§ Excerpt provided
<<<<
Spoilers are over. Abbott writes another fine novel. An interesting thing is that there is little or no detail on the sport or it's disciplines. Abbott does not dwell on body mechanics, body position, or scoring details of the athletes and sport. The focus is all on the characters.

As in other Abbott books the narrator is not exactly unreliable but more that she is unknowing or naive. Or she is unwilling to admit to and see the truth. Katie repeatedly says Devon's success is all by Devon. Katie credits Devon's desire, dedication, and discipline. Which is kinda true but Katie and Eric are there every way to support/push Devon along.

Comments:
1. Did Bill Crider review this? I should check and see what he had to say.
2. In the past I've often stopped reading Abbott's novels about halfway through because she lays the tension on thick and I have to step back from the feelings of dread I get reading. After a couple days I'll go back to the book.
3. The title of the review in the NYT was "Gymnast Girl and Cute Dead Guy". Well, that's a bullshit title but I suppose it does draw the eye.  Cute Dead Guy has a minor role. Cute Dead Guy is nothing. Cute Dead Guy is the damn McGuffin.

Heard: "The Bridge of Sighs" by Olen Steinhauer

Heard: The Bridge of Sighs by Olen Steinhauer, 2003, download from Wisconsin Digital Library.


This was okay by I enjoyed Steinhauer's contemporary spy novels much more. This is set in 1948 Eastern Europe in a fictional country. Emil is a 22-year-old homicide inspector. He spent the war years in Finland and away from most death and destruction. Both his parents died in the war - his father in combat and his mother starving to death as a Army nurse in the mountains - and he lives with his grandparents in the capitol city.

Emil attended the police academy and is assigned to the homicide unit. Yeah, weird huh? A brand new police officer assigned to a job that most places only give to the most experienced and skilled officers. Emil shows up his first day is mostly ignored by all the officers. Until, towards the end of his first or second day, Emil tries to speaking to another cop and receives a hard punch into his gonads for the trouble. The punch makes Emil puke and stumbles home at the end of the day.

Emil's grandfather is a longtime Red. He went to Russia during the revolution and all about the communist revolution. Emil is tired of his grandfather's lectures. Emil is pretty much alone. He is getting a cold shoulder at work and all his past love affairs have been war and post-war relationships of convenience with women needing protection or dealing with personal trauma.
>>>>
§ Exercise details
Please write the next part of the book review, starting right after its last sentence. The records aren't needed here.

[Dataset entries]
<<<<
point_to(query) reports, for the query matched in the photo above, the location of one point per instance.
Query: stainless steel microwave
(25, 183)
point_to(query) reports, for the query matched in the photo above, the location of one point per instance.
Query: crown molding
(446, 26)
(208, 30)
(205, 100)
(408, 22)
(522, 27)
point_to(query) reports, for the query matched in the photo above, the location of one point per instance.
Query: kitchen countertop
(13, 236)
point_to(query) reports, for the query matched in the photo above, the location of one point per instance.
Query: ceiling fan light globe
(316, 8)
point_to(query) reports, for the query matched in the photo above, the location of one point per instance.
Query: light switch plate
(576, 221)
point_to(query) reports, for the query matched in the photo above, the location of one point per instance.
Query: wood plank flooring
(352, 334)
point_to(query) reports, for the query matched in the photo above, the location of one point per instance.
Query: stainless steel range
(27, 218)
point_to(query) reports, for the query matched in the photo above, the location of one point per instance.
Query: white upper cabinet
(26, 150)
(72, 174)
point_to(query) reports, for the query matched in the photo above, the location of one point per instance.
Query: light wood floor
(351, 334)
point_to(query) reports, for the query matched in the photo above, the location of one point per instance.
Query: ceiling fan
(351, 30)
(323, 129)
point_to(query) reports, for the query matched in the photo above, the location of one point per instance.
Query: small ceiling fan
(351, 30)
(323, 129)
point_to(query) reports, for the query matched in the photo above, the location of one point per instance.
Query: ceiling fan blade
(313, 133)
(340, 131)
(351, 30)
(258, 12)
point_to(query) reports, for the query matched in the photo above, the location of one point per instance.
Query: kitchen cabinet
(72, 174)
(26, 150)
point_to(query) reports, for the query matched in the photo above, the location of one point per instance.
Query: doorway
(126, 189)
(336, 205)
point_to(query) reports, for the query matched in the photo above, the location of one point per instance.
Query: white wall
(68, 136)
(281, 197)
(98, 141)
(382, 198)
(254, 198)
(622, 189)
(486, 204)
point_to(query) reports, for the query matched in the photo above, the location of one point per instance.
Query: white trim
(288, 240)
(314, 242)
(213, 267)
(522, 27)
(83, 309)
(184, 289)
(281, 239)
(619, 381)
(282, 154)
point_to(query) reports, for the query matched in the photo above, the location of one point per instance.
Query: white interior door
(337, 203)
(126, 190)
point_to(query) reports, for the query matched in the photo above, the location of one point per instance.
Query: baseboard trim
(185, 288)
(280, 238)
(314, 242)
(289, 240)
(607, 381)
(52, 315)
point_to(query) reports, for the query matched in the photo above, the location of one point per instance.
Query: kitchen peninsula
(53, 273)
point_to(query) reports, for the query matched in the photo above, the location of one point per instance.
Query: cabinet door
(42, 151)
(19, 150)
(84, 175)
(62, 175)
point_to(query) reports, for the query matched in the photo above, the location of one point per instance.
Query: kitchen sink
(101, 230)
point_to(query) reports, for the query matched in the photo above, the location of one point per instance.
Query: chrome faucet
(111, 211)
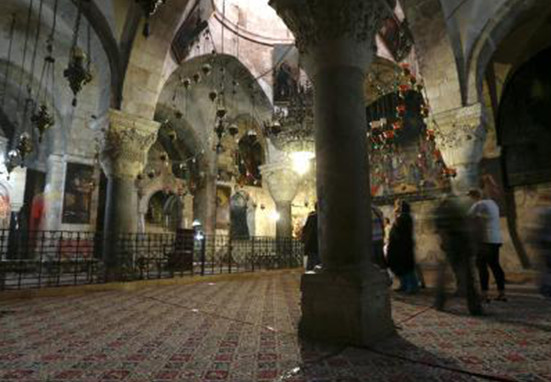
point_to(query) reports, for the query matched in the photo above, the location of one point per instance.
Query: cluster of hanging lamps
(39, 106)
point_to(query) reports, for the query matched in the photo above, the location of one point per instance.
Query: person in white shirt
(486, 211)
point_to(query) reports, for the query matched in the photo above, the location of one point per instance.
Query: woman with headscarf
(401, 256)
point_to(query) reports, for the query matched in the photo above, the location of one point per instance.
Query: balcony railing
(59, 258)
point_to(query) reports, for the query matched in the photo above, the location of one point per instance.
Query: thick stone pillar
(461, 141)
(348, 302)
(204, 204)
(123, 156)
(283, 183)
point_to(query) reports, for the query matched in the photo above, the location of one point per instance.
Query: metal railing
(60, 258)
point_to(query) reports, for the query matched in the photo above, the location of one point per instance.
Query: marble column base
(337, 308)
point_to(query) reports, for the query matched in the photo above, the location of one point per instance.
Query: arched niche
(164, 212)
(524, 123)
(242, 216)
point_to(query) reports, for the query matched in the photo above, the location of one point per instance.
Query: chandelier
(78, 72)
(291, 128)
(149, 7)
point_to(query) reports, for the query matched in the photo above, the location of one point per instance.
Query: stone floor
(245, 330)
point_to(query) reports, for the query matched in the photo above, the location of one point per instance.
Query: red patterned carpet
(245, 330)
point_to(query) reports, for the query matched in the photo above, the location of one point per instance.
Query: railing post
(203, 254)
(230, 253)
(253, 254)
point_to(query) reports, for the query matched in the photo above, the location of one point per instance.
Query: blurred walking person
(543, 243)
(310, 240)
(401, 248)
(455, 230)
(378, 236)
(487, 212)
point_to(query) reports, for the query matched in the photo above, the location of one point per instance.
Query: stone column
(348, 302)
(204, 204)
(461, 140)
(283, 183)
(53, 193)
(123, 156)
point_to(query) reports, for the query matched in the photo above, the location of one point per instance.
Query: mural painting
(250, 156)
(223, 195)
(405, 161)
(286, 73)
(79, 187)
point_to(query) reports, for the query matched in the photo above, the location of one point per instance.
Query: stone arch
(510, 15)
(435, 46)
(149, 60)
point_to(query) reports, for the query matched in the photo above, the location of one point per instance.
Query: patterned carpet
(245, 330)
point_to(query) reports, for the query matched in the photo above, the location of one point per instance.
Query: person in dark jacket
(458, 241)
(310, 240)
(401, 248)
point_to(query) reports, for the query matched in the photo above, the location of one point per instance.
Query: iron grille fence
(59, 258)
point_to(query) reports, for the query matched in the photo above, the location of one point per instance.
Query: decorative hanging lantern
(213, 95)
(77, 73)
(206, 69)
(233, 130)
(25, 145)
(149, 7)
(11, 161)
(42, 120)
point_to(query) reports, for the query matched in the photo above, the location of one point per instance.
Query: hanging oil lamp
(42, 120)
(25, 146)
(77, 73)
(11, 161)
(149, 7)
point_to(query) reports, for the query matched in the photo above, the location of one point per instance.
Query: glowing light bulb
(301, 161)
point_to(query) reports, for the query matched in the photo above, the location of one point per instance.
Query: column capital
(331, 33)
(126, 143)
(461, 134)
(282, 181)
(461, 140)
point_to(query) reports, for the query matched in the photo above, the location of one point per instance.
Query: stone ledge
(78, 290)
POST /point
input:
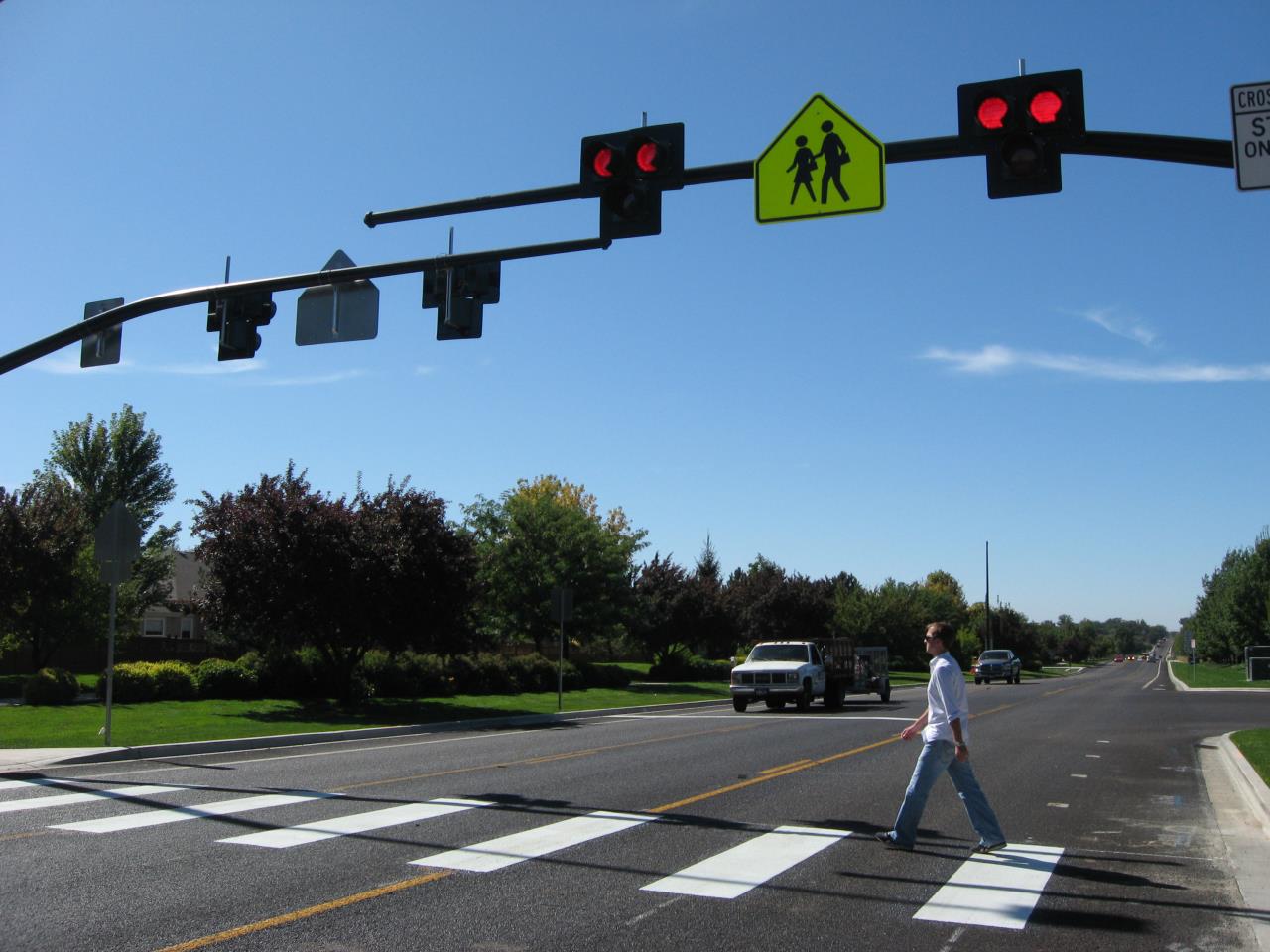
>>>>
§ Answer space
Emil is unhappy and demands a case from the homicide division's boss. Boss gives Emil a meaningless filing task but Emil attacks the job, returns the files, and demands a case. Boss says, "Well, there is this one minor killing" and sends Emil to a death scene. Emil gets there, looks around, and realizes the corpes is a once highly placed commie. "Uh-oh. A politically connected dead guy? There's no way I'm winning this scenario."

Anyhoo. Emil starts investigating and meets the not-so-grieving Widow who was separated from her money grubbing husband. Emil gets hot and heavy for widow. More things happen and spoilers await.

Emil finds out the Corpse was blackmailing a rising star ready to enter the ruling council of commies. Emil is shot by the mysterious man who seems to be working with Council Commie. More things happen and the homicide dicks decide Emil is a righeous dude. Emil discovers the Council Commie used to work for the Nazis and rolled up spies for the Krauts. Council Dude then switched sides to the Reds and used his Nazi experience to slaughter a bunch of Hitler Youth he used to command.

More things happen and there is a mostly happy ending.

Spoilers over. As spy novels go this is smaller scale. No big international schemes and conspiracies. Hell, this not really a spy novel anyway. This is a murder case where the detective has to visit Berlin to chase leads and then has to maneuver to avoid the powerful political guy's reach.

I say read some Alan Furst books if you want to try Eastern Europe espionage world war and post-world war stories.